::: STORED ROWS

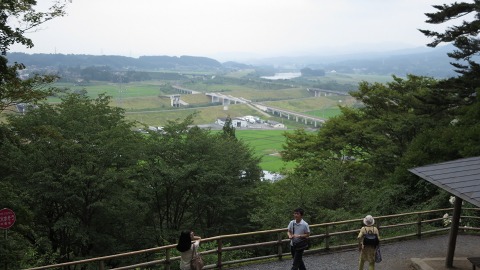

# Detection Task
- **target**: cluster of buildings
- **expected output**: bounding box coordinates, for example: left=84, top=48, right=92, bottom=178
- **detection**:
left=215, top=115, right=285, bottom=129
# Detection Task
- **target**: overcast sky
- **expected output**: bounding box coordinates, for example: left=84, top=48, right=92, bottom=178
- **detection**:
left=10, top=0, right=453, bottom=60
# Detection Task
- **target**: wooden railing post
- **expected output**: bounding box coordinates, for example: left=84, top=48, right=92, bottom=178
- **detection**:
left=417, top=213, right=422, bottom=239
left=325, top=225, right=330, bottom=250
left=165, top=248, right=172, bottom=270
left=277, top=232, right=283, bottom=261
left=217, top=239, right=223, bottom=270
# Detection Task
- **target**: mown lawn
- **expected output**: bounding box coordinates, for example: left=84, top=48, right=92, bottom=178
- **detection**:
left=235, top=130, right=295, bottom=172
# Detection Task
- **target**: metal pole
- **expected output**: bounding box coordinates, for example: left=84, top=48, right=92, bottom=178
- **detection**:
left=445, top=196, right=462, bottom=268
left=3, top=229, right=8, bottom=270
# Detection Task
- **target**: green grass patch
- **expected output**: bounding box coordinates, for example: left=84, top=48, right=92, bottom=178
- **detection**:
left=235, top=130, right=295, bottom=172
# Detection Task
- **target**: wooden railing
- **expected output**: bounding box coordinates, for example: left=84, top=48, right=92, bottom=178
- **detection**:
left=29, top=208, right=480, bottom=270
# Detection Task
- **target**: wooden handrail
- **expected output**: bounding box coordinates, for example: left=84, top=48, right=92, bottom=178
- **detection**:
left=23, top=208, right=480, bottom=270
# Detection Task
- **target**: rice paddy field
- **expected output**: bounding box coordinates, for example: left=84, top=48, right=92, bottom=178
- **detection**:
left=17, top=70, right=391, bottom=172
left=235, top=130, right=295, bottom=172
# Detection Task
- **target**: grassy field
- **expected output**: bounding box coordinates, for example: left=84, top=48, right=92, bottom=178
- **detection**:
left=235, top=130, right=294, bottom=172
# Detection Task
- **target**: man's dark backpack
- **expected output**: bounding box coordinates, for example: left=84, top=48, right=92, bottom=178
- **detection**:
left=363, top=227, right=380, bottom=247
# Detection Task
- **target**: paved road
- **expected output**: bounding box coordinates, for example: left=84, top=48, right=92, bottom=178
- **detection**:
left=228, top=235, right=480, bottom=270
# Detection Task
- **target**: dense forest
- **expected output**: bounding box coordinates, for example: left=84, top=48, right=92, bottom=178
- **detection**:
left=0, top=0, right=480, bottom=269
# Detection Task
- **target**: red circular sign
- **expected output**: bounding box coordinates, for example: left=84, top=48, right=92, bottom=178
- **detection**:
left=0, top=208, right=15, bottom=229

::::::

(GOAL)
Replace "cluster of buildings" with "group of buildings" in the items, starting at the beginning of the items and ending at the line that contains "left=215, top=115, right=285, bottom=129". Give only those lines with nothing else changed, and leave the pictures out.

(RESPONSE BELOW)
# Detection Task
- **target**: group of buildings
- **expected output**: bounding box coordinates, for example: left=84, top=48, right=92, bottom=178
- **detection**:
left=215, top=115, right=285, bottom=129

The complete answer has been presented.